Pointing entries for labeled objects
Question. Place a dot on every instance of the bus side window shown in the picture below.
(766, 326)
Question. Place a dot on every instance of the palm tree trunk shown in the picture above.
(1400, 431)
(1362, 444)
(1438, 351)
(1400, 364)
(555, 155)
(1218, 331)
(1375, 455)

### Task description
Return every line of the listing above verbatim, keeping the original order.

### The response
Question. Place a dot on every instance of the bus side window shown in the picture below.
(766, 326)
Question. Place a dot on every instance of the palm tree trunk shown in the picture above.
(1400, 431)
(1362, 444)
(1438, 351)
(1400, 364)
(555, 155)
(1218, 331)
(1375, 455)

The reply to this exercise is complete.